Records for this task.
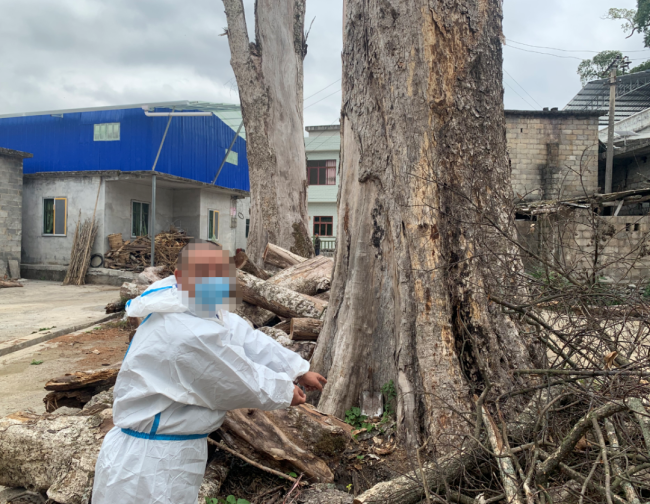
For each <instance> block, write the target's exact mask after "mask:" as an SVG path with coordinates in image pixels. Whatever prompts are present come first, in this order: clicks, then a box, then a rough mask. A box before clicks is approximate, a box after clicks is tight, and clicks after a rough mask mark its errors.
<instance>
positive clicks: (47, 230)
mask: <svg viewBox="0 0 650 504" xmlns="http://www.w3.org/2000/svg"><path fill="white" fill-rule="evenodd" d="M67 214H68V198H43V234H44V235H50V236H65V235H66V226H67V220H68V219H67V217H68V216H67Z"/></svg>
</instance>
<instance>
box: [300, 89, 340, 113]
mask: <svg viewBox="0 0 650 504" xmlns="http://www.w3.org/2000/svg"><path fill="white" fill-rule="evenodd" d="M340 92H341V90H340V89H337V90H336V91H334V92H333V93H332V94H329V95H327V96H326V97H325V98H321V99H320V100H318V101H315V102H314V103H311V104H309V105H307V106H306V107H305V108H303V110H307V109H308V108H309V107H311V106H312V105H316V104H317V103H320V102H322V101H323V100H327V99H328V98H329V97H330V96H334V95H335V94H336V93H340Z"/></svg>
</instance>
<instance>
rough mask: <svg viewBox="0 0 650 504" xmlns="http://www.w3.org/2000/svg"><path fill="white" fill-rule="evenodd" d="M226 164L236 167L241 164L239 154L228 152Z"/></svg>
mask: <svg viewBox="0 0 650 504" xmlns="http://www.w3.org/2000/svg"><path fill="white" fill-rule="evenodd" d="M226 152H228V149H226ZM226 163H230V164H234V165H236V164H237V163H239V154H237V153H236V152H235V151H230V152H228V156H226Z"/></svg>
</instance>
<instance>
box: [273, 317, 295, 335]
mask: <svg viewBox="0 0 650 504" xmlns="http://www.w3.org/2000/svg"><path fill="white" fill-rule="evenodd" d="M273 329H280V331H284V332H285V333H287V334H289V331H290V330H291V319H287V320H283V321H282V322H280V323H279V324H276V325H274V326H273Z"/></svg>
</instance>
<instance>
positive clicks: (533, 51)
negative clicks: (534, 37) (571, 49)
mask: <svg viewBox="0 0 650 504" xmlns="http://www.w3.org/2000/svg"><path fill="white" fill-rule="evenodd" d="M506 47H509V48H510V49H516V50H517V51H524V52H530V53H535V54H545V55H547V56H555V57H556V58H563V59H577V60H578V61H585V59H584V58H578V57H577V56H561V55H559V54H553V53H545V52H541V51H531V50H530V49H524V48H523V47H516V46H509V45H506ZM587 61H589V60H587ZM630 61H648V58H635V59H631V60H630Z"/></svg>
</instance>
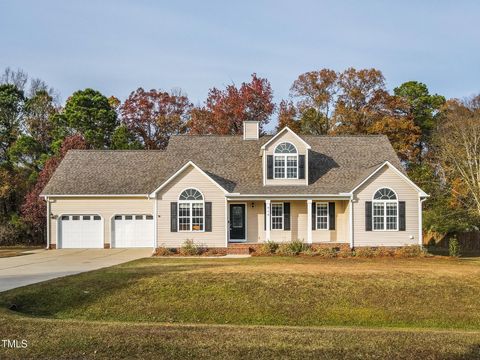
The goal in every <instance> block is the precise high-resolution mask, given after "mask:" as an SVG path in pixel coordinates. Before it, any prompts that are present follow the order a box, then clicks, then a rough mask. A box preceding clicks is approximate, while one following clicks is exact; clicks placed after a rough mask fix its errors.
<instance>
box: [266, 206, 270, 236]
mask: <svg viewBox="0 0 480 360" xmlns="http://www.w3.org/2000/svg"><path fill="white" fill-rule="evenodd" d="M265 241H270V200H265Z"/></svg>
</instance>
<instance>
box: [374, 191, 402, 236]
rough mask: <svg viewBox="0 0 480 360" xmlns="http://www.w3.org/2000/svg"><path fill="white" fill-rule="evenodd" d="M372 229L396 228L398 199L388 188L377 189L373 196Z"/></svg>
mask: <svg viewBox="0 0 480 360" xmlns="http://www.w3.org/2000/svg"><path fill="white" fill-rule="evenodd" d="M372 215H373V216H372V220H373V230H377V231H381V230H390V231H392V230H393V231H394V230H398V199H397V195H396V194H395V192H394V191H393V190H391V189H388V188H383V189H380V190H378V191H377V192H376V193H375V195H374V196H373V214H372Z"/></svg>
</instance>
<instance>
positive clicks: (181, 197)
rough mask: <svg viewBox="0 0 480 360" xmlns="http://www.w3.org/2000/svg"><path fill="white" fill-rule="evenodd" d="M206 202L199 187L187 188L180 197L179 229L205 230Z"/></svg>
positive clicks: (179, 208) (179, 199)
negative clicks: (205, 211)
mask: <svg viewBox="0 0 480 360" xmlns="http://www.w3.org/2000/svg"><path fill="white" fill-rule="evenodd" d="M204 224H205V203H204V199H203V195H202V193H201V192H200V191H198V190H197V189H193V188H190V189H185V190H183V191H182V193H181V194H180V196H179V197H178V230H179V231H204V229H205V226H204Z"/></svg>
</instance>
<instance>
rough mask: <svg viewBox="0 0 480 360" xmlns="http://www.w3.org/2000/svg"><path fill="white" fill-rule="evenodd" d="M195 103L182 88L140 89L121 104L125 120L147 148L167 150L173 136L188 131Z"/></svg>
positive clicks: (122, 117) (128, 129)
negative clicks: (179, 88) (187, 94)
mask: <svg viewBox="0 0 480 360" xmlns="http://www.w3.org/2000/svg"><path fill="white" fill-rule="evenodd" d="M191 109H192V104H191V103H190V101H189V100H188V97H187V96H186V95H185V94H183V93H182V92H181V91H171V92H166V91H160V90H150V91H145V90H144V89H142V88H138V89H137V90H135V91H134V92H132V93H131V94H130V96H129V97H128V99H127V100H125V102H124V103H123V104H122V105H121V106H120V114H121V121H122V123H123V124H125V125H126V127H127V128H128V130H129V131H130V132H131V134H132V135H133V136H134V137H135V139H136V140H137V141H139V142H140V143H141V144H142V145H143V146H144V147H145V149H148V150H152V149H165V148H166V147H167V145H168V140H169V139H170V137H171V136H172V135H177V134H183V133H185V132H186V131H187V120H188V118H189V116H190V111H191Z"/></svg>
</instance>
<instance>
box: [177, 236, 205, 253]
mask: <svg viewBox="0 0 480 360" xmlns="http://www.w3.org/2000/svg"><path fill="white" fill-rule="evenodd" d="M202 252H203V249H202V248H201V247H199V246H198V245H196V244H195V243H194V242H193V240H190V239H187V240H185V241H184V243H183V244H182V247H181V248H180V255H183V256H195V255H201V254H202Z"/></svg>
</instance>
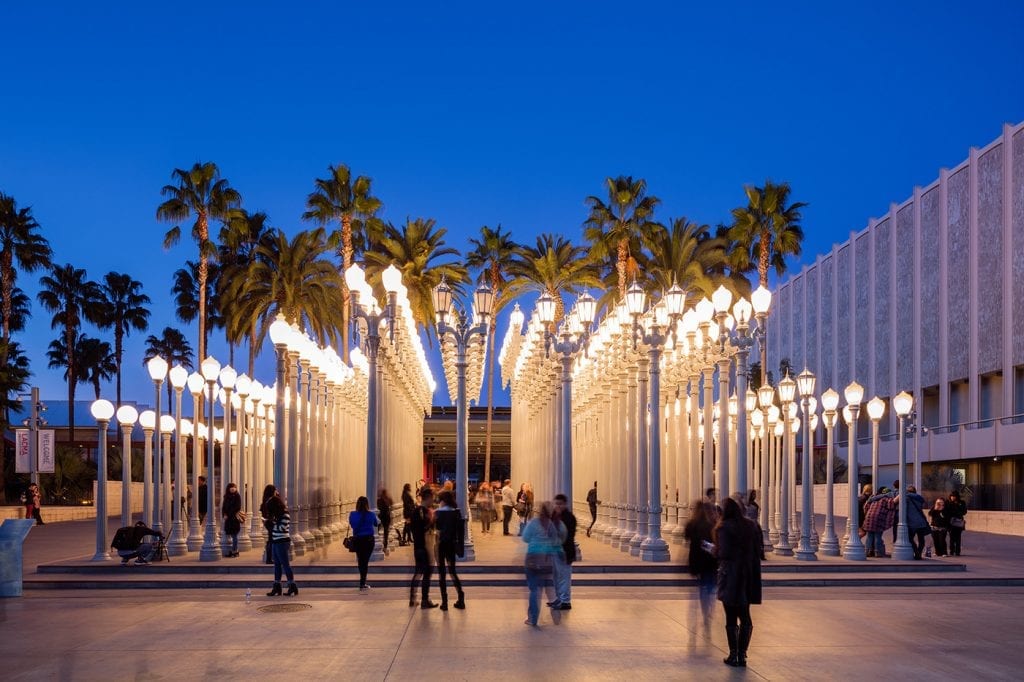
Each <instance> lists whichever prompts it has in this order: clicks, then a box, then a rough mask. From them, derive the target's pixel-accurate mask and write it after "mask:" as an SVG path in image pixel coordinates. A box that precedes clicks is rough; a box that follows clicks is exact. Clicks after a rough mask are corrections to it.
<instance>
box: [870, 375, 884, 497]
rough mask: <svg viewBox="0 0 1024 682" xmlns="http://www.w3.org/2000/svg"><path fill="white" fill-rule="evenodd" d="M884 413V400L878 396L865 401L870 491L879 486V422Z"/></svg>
...
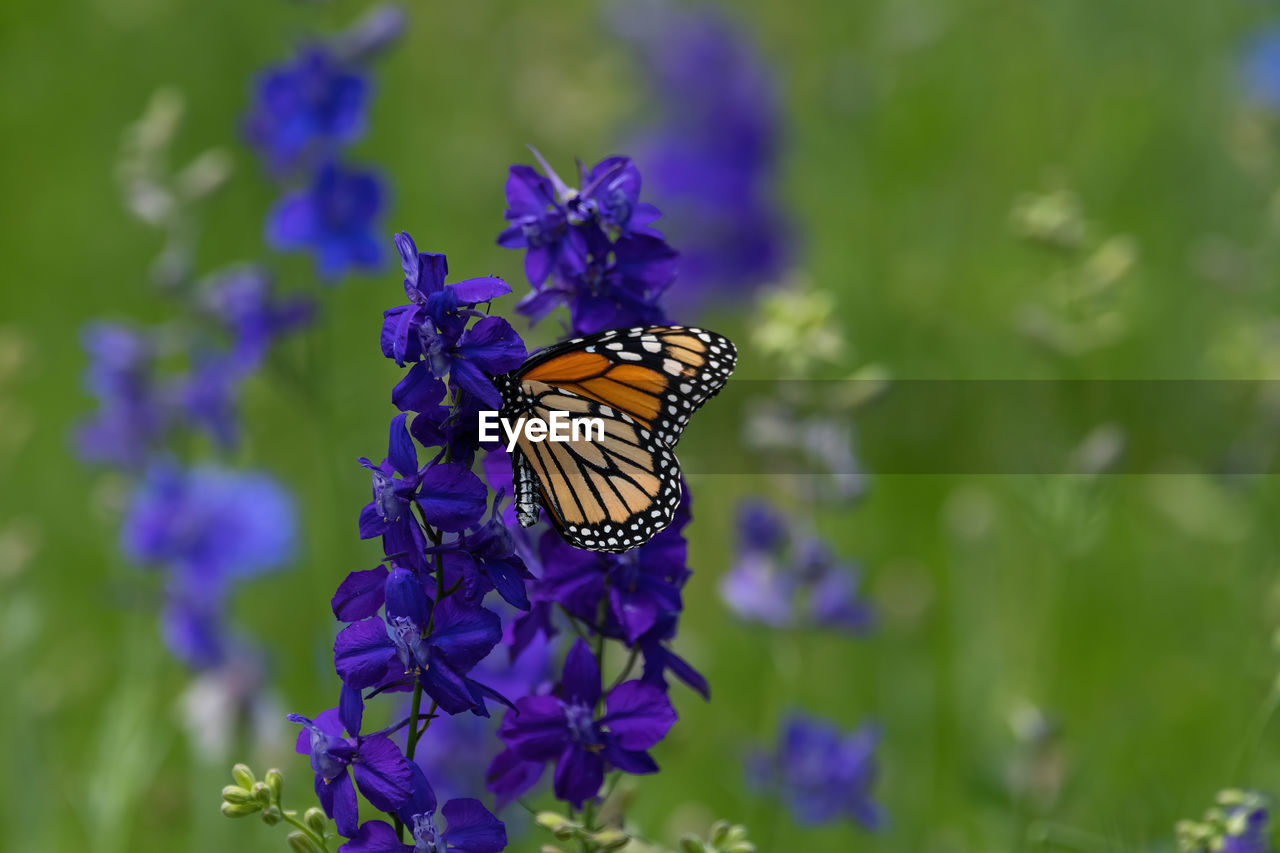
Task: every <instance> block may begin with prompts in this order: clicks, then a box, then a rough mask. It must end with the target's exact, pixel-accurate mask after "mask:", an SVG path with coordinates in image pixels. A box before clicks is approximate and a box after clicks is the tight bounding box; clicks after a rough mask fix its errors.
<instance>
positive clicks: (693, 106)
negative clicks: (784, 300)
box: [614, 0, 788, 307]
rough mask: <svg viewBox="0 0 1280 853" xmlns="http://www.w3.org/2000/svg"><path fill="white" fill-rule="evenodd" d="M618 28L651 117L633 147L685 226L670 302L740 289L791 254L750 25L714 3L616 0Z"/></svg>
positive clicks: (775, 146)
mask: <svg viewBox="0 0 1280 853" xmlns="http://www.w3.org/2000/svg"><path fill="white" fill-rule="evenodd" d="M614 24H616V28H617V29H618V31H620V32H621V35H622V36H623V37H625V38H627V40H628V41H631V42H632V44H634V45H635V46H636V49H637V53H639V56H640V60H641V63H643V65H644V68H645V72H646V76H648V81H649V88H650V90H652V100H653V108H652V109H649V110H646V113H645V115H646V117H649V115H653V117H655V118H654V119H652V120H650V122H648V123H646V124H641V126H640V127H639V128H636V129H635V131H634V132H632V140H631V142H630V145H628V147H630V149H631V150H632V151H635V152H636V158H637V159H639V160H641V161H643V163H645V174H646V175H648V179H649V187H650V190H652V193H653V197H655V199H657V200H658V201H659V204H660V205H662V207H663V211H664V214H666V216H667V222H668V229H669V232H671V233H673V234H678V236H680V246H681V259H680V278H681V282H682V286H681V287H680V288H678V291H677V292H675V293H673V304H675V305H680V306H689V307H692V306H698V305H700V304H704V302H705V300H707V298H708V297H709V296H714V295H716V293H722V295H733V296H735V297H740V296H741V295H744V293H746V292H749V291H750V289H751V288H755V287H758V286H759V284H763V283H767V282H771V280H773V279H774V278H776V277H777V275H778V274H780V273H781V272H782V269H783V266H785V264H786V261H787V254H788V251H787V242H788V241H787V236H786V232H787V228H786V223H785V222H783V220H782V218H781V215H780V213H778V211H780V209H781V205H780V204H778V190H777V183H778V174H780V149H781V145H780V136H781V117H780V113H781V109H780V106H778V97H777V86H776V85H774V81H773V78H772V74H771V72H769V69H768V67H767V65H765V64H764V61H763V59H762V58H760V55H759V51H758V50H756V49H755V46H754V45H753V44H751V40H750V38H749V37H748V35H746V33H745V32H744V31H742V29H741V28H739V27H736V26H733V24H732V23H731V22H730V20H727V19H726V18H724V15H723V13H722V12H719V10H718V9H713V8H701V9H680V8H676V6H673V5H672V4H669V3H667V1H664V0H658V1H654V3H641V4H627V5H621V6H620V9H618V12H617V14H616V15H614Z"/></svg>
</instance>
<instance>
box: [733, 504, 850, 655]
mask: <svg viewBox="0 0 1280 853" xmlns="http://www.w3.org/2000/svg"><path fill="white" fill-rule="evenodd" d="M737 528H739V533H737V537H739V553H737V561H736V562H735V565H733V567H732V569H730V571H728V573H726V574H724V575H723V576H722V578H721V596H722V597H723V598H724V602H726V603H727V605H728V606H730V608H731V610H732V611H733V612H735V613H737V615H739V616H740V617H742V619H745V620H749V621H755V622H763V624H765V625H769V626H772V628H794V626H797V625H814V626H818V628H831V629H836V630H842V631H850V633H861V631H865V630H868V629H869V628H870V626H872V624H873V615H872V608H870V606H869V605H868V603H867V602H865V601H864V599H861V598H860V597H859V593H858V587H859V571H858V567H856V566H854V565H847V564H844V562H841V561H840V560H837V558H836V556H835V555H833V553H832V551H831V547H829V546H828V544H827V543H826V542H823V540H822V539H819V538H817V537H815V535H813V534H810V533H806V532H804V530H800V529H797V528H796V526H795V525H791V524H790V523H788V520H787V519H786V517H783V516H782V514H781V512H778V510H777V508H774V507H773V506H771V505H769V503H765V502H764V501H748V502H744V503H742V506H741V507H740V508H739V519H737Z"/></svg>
--
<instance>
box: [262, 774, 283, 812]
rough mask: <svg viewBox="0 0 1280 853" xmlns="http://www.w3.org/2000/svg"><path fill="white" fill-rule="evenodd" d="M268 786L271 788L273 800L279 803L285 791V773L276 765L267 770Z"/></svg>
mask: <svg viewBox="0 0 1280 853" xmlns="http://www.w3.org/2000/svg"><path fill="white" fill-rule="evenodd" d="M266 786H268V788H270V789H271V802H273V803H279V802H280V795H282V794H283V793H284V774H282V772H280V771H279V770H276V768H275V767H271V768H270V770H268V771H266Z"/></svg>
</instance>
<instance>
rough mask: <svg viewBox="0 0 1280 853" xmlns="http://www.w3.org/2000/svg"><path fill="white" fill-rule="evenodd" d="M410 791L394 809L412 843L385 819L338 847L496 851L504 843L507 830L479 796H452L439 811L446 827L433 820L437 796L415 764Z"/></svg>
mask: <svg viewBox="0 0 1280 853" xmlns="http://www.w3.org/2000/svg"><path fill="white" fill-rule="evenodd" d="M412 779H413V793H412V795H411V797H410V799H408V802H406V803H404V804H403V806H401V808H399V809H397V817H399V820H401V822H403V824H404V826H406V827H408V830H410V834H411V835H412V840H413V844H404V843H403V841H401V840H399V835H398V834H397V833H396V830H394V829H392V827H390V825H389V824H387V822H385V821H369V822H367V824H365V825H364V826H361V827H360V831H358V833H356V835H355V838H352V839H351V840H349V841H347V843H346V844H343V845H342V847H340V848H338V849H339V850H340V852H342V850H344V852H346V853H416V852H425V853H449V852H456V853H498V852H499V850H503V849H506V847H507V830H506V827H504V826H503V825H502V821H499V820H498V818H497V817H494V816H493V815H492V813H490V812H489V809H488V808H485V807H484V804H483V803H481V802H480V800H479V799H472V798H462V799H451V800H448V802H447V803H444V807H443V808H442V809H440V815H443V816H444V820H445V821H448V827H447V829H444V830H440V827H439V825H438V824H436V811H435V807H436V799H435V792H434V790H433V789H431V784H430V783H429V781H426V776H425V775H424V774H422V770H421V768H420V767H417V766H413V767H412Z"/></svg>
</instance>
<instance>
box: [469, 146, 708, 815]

Problem details.
Print exactly the lines above from the one with "103L182 88L140 89L121" to the one with "positive clicks: (122, 117) (128, 129)", including both.

Your solution.
rough mask: <svg viewBox="0 0 480 360" xmlns="http://www.w3.org/2000/svg"><path fill="white" fill-rule="evenodd" d="M195 103L182 88L140 89L121 104L125 120L147 148L167 150L173 136L188 131Z"/></svg>
positive clicks: (122, 117) (128, 129)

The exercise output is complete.